Copy the data word for word, keeping every line.

* Begin DATA FOR PROCESSING *

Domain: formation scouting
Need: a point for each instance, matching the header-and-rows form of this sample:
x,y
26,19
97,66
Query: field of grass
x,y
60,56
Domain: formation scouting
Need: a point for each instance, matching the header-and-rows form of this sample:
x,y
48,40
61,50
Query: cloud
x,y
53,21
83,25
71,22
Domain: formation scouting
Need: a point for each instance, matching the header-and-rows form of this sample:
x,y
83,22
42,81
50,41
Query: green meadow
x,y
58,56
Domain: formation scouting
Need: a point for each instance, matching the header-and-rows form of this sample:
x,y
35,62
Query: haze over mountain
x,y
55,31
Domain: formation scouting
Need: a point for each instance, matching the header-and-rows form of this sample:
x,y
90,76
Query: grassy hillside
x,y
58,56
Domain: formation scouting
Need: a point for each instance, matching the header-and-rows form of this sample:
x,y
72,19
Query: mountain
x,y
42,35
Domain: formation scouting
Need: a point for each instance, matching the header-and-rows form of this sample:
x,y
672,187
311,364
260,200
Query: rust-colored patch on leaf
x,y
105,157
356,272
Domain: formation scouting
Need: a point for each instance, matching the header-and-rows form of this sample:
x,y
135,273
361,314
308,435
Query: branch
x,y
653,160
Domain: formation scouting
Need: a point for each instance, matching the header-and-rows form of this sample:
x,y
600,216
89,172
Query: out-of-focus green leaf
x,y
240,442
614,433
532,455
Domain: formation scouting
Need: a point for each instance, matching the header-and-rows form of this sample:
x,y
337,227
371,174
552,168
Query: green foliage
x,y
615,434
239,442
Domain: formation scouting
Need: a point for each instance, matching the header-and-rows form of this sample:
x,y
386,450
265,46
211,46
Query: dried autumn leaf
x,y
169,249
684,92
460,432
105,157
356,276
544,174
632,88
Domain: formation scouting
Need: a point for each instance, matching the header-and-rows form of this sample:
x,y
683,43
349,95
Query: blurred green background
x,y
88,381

* End DATA FOR PROCESSING *

**EXPECTED ANSWER**
Domain: formation scouting
Need: a point for each instance, matching the header-and-rows form of this sample:
x,y
26,19
97,66
Query: field of grass
x,y
60,56
Domain: formation scouting
Need: a point for each instance, matching the header-and-rows form of this sample:
x,y
48,40
61,50
Query: cloud
x,y
53,21
83,25
71,22
Domain: formation scouting
Need: a point for each instance, matching the header-and-rows form of this sample:
x,y
83,22
42,81
50,41
Query: green meadow
x,y
58,56
Domain: formation scouting
Need: a point for each instance, matching the header-and-rows form of this sample:
x,y
35,62
Query: haze over mountain
x,y
55,31
Domain: formation scouting
Need: a point for each instance, matching the header-and-rows form of this sample:
x,y
90,76
Query: grassy hillside
x,y
58,56
Domain: formation scouting
Need: a point for each instance, matching the header-and-rows form of this sample:
x,y
72,19
Query: mountain
x,y
42,35
Domain: formation scouting
Need: a point for each instance, matching the header-and-rows form of this sample:
x,y
672,187
311,364
260,200
Query: rust-colored patch on leaf
x,y
105,157
356,272
Domain: formation scouting
Need: a point for each instance, matching the header-and-rows form of this sample:
x,y
135,273
361,314
308,435
Query: branch
x,y
653,160
Domain: formation scouting
Need: a point for each instance, matching the header-and-rows form of this sample:
x,y
600,216
89,172
Query: out-of-focus green leaf
x,y
240,442
614,433
532,455
Domain: formation scouting
Need: a point for each instance, matching the header-and-rows form of this sample:
x,y
337,227
371,174
552,168
Query: green foliage
x,y
615,434
239,442
Domain: formation scouting
Need: a point for each instance, matching the header-and-rows form of this sample:
x,y
386,450
265,46
211,46
Query: dried autumn leaf
x,y
169,249
684,92
460,432
105,157
356,276
544,174
632,88
Domain: formation scouting
Need: a point for each instance, matching the header-and-rows form of this sample:
x,y
683,43
349,95
Query: blurred green background
x,y
88,381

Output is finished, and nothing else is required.